▶ _Text provided_
04/11/2022
Homeless in Foster Care: What Would Really Keep Foster Youth from Sleeping in Offices
Today on The Imprint Weekly Podcast we feature a great conversation that Fostering Media Connections hosted last month called “Homeless in Foster Care: What Would Really Keep Foster Youth from Sleeping in Offices.”
As the title suggests, the motivation for this discussion was the reality that youth living in foster care are sleeping in offices, sometimes in hotels or even in rare cases cars, with systems struggling to find more appropriate shelter for them…and all of these kids had been removed from their home at one point or another due to safety concerns, which makes leaving them in such an unstable position is truly failure in its most clear form.
This has gotten attention of late because several states saw the number of youth in this situation increase during the last year or so, likely in part to the pandemic and its impact on the child welfare workforce and more generally on foster care capacity.
But this is not by any means a new problem in child welfare. This conversation was meant to discuss not the emergency solutions for it, but rather the upstream issues with how child welfare systems proceed that end up leaving youth open to these circumstances.
Guest Interview
This conversation includes Molly Tierney of Accenture, who worked in child welfare leadership in Illinois and in Baltimore; BJ Walker, former director of the state child welfare systems in Georgia and Illinois, and Gary Ivory, the President of Youth Advocate Programs, which for decades has been focused on serving as a community alternative to things incarceration and foster care.

▶ _What you will do_
(a) Decide whether each statement agrees with the foster care text, answering yes or no and quoting the deciding words: (i) Fostering Media Connections hosted the conversation last month; (ii) the conversation centered on emergency solutions for youth sleeping in offices; (iii) Gary Ivory is the President of Youth Advocate Programs.
(b) Quote the foster care text word for word, taking everything from "Guest Interview" down to "and foster care.".

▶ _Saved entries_
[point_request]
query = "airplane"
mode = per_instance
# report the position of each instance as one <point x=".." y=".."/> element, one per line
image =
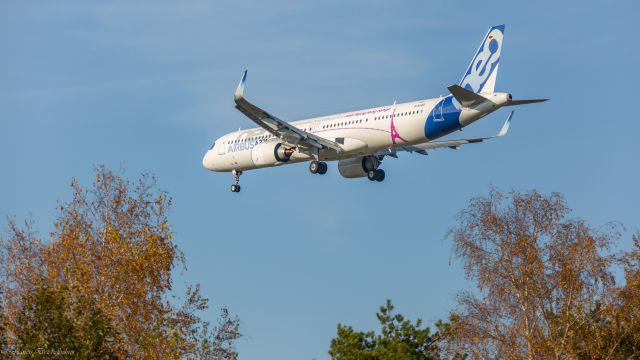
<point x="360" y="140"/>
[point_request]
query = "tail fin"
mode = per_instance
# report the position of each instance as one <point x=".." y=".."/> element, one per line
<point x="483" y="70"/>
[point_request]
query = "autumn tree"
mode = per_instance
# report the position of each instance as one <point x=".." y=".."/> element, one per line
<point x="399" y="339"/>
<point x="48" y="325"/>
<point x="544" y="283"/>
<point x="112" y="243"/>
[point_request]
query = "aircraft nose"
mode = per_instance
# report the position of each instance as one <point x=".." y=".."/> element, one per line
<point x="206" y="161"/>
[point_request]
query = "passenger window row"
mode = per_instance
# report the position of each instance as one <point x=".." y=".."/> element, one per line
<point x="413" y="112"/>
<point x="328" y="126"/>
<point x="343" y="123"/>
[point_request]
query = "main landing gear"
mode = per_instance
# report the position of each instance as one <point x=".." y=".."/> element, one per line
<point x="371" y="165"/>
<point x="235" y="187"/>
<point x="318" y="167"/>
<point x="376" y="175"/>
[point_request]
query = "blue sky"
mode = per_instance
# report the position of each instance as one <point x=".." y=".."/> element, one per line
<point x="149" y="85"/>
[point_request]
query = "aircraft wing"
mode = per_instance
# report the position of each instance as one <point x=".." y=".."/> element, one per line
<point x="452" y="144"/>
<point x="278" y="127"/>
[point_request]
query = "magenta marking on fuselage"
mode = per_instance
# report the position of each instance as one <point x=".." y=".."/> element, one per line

▶ _Answers_
(a)
(i) Yes: "a great conversation that Fostering Media Connections hosted last month"
(ii) No: "This conversation was meant to discuss not the emergency solutions for it, but rather the upstream issues"
(iii) Yes: "Gary Ivory, the President of Youth Advocate Programs"

(b)
Guest Interview
This conversation includes Molly Tierney of Accenture, who worked in child welfare leadership in Illinois and in Baltimore; BJ Walker, former director of the state child welfare systems in Georgia and Illinois, and Gary Ivory, the President of Youth Advocate Programs, which for decades has been focused on serving as a community alternative to things incarceration and foster care.